## DIRECTIONS FOR THIS TASK
Through the last line of the material below, starting at the line with "# point at: the swan pedal", return every line exactly and only those.

## SUPPLIED RECORDS
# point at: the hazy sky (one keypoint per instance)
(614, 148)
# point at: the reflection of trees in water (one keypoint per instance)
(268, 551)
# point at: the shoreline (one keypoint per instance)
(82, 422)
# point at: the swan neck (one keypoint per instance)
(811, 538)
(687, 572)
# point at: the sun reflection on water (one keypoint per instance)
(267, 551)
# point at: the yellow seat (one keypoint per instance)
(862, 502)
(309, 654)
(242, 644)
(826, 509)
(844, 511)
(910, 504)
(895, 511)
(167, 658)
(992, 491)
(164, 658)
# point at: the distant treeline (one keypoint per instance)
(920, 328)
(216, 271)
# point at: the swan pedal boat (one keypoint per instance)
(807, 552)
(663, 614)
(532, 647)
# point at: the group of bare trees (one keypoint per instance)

## FINAL ANSWER
# point at: the swan pedal boat (one keypoint per instance)
(807, 552)
(663, 614)
(532, 647)
# point at: the group of bare trees (one keypoint per instance)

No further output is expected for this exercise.